BRANO PROPOSTO:
═══
Al di là comunque del discorso culturale, parlo per me: io mi fido tantissimo del mio istinto. Il mio istinto mi dice di proteggere come una tigre i sentimenti delle mie figlie; mi dice di procurare loro il nutrimento, l’istruzione, una casa; e poi mi dice anche di andarmi a divertire, di lottare ogni giorno per guardarmi allo specchio soddisfatta del mio lavoro. Le mie figlie fanno parte del mio viaggio di donna, e in questo momento sono la parte preponderante. “Tutto” qui.
Ah, e comunque per me l’istinto materno non è una cosa che ti viene perchè hai avuto la pancia, è il frutto di un’enorme empatia che si crea fra un soggetto adulto e indipendente e un frugoletto totalmente inetto. Ce l’hanno anche i padri che vogliano sviluppare questa empatia, i nonni, i genitori adottivi, chiunque si prenda carico di un bambino, anche non suo. Sono totalmente d’accordo con l’analisi di Serena dell’arma a doppio taglio.
Il mio, di istinto materno, si è palesato una manciata di volte in tre anni e ogni volta non mi ha parlato, mi ha urlato perentoriamente. Non avrei potuto non seguirlo neanche se avessi voluto. E finora ha sempre avuto ragione 🙂
Oh, io invece sono una mamma più totalizzata di quanto vorrebbe. Ho perso il lavoro mentre ero incinta, ma era un lavoro totalizzante e sottopagato e sottocontrattualizzato quindi non ho pensato neanche alla possibilità di rincorrerlo dopo un pò. Ora sono una tigre in gabbia. I miei interessi personali principali comportano tempo e fatica (sport all’aria aperta, montagna) e non riesco più a dedicarmici granchè. Ho un lavoraccio part time che mi fa schifo ed è sottopagato ma senza quello non si tira avanti, e sto cercando di meglio ma non è proprio il momento più facile…
Insomma, faccio la mamma più di quanto vorrei e cerco di bilanciare il mio istinto poco fisico e partecipe con il rischio di diventare la classica mamma italiana. Perchè i bambini (piccoli) hanno anche bisogno di abbracci e coccole. Che mi piacciono un sacco, ma una volta ogni tanto, e invece TopaGigia me li chiede proprio…
Comunque per me la mammitudine è una grande avventura, non lo scopo della mia vita. Spero davvero di ritrovare la mia dimensione.
l’ho notato anch’io tanti nick con “mamma” dentro.
Forse è così in nome omen e pure mamma. ho un figlio volutissimo, spupazzato sempre e solo dal babbo e da me, causa genitori lontani. Un lavoro pesantissimo e diciamolo pure alle volte di una noia mortale. Stare da sole con un robino che quando hai fortuna dorme e tu devi vivere con la sordina non riesco a trovarlo totalizzante manco se mi spremo. Certo ti sorride, le soddisfazioni ecc ecc ecc.
═══
RECORD DELL'ESERCIZIO:
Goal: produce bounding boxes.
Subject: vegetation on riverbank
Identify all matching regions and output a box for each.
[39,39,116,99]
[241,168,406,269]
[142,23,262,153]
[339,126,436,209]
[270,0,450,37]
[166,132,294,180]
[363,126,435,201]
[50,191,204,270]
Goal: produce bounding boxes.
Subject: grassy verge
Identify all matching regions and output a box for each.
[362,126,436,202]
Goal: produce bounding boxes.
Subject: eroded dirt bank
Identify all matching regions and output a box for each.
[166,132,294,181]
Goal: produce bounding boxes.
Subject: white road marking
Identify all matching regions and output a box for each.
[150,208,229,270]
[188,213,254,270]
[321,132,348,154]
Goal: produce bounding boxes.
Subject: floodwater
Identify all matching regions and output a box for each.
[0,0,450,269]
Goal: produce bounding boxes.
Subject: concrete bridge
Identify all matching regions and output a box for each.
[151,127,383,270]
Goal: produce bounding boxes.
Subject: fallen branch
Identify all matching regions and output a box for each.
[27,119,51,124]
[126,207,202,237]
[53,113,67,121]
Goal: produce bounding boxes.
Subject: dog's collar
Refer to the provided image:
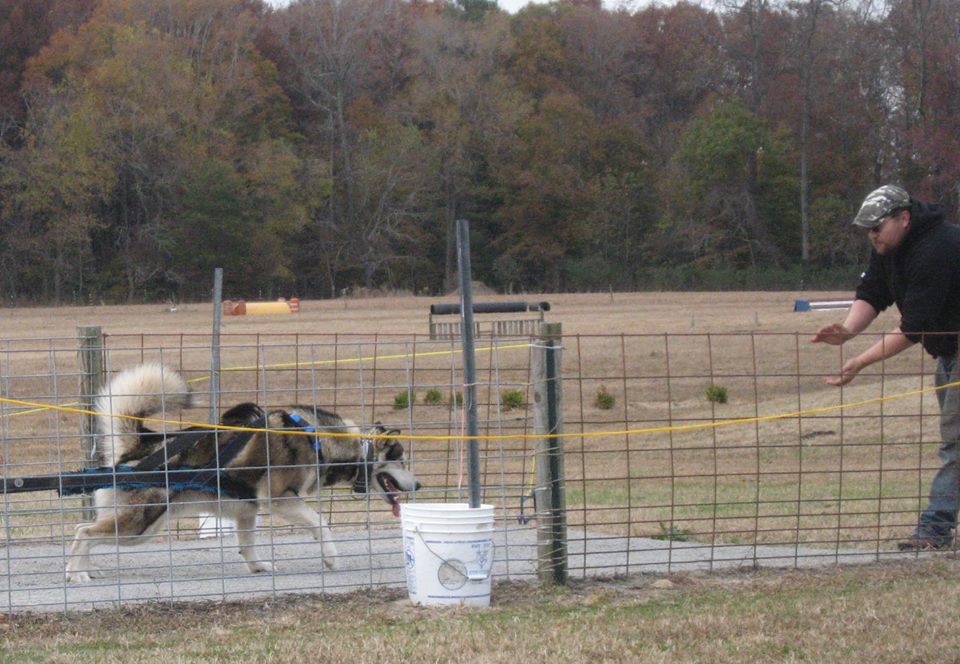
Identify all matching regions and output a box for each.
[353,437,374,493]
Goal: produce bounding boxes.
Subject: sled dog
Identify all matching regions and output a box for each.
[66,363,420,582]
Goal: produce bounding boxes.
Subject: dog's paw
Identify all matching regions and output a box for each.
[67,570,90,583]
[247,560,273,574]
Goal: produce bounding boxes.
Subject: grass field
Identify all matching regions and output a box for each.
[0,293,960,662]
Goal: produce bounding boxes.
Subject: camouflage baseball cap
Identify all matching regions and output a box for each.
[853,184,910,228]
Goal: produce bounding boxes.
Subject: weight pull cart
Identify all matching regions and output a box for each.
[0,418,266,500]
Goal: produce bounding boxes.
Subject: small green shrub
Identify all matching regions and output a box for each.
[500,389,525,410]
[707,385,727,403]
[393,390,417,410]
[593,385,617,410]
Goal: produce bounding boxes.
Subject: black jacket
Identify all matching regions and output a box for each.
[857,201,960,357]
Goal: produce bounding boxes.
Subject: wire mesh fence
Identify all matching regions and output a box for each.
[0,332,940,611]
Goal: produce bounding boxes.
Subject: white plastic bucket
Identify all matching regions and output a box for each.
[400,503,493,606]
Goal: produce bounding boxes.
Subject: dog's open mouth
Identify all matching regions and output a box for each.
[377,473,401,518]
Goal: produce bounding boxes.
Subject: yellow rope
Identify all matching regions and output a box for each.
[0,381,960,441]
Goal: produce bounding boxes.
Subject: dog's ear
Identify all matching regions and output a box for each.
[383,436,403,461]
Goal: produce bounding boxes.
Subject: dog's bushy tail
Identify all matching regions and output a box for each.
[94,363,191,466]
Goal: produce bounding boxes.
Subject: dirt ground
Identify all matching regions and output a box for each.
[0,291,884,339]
═══
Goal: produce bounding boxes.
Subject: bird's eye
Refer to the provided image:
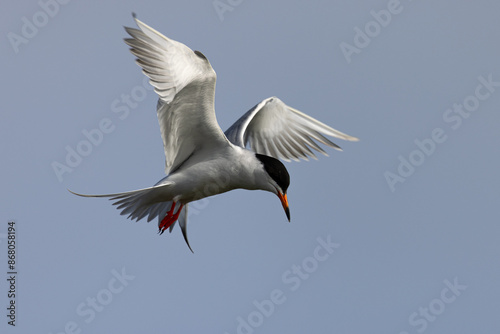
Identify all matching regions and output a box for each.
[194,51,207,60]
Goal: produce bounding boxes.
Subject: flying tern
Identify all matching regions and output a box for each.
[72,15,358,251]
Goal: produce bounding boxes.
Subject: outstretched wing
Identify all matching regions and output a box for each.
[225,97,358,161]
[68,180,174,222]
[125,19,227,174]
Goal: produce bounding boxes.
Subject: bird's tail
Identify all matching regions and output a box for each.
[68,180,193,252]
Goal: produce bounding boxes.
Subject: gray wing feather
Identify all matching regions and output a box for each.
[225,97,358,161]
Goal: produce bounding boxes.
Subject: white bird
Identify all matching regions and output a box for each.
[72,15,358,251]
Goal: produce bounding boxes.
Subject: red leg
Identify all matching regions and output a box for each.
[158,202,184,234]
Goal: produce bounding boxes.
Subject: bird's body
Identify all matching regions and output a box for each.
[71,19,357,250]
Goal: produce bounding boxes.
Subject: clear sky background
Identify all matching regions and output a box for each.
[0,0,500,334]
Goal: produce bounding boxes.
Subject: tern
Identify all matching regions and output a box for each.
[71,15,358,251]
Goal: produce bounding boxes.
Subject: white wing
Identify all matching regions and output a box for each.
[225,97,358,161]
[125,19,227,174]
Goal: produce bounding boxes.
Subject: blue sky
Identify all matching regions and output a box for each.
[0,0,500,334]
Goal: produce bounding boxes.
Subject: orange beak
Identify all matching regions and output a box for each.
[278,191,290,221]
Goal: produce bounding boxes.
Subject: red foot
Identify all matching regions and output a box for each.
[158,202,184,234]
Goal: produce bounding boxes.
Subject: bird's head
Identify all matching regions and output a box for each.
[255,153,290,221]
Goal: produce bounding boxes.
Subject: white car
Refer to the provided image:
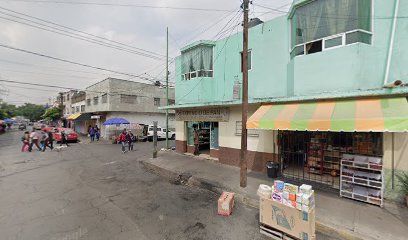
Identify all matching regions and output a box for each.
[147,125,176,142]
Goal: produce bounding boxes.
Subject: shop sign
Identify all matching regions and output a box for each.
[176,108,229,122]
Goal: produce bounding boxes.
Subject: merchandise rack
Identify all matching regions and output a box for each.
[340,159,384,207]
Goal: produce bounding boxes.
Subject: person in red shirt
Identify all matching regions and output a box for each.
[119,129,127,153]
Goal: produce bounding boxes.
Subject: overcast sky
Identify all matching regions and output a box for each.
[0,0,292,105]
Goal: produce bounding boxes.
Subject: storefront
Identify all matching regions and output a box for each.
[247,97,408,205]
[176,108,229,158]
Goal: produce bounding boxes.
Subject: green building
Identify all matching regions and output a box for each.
═══
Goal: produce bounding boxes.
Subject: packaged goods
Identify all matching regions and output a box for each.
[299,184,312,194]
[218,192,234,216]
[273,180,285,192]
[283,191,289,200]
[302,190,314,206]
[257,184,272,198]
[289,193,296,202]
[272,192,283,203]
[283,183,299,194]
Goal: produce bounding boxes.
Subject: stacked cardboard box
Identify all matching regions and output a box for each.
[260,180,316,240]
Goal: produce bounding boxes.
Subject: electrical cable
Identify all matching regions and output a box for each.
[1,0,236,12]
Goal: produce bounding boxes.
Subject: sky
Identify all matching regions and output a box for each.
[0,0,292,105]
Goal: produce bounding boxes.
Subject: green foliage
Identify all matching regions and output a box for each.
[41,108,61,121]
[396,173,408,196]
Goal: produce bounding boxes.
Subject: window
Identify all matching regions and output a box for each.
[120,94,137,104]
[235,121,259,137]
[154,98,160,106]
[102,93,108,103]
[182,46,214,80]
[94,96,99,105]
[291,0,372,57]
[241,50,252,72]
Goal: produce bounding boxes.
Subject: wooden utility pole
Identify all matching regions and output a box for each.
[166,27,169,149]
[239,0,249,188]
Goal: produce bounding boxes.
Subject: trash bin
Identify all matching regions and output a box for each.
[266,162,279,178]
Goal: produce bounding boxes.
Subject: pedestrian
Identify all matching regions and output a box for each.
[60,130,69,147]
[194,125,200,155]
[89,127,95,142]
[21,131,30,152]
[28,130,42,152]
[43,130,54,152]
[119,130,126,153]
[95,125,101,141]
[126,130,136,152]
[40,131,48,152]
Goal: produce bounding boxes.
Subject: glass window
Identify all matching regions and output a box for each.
═══
ISTRUZIONI:
(1) Per favore, ricopia il brano da "Ah, e comunque" a "a doppio taglio.".
(2) Trova tutte le righe dei record in cui compare la stringa "bird" e trascrivile. Maiuscole e minuscole vanno distinte.
Il brano e i record non hanno alcun legame tra loro.

LE RISPOSTE:
(1)
Ah, e comunque per me l’istinto materno non è una cosa che ti viene perchè hai avuto la pancia, è il frutto di un’enorme empatia che si crea fra un soggetto adulto e indipendente e un frugoletto totalmente inetto. Ce l’hanno anche i padri che vogliano sviluppare questa empatia, i nonni, i genitori adottivi, chiunque si prenda carico di un bambino, anche non suo. Sono totalmente d’accordo con l’analisi di Serena dell’arma a doppio taglio.

(2)
Subject: bird's eye
Subject: bird's tail
Subject: white bird
Subject: bird's body
Subject: bird's head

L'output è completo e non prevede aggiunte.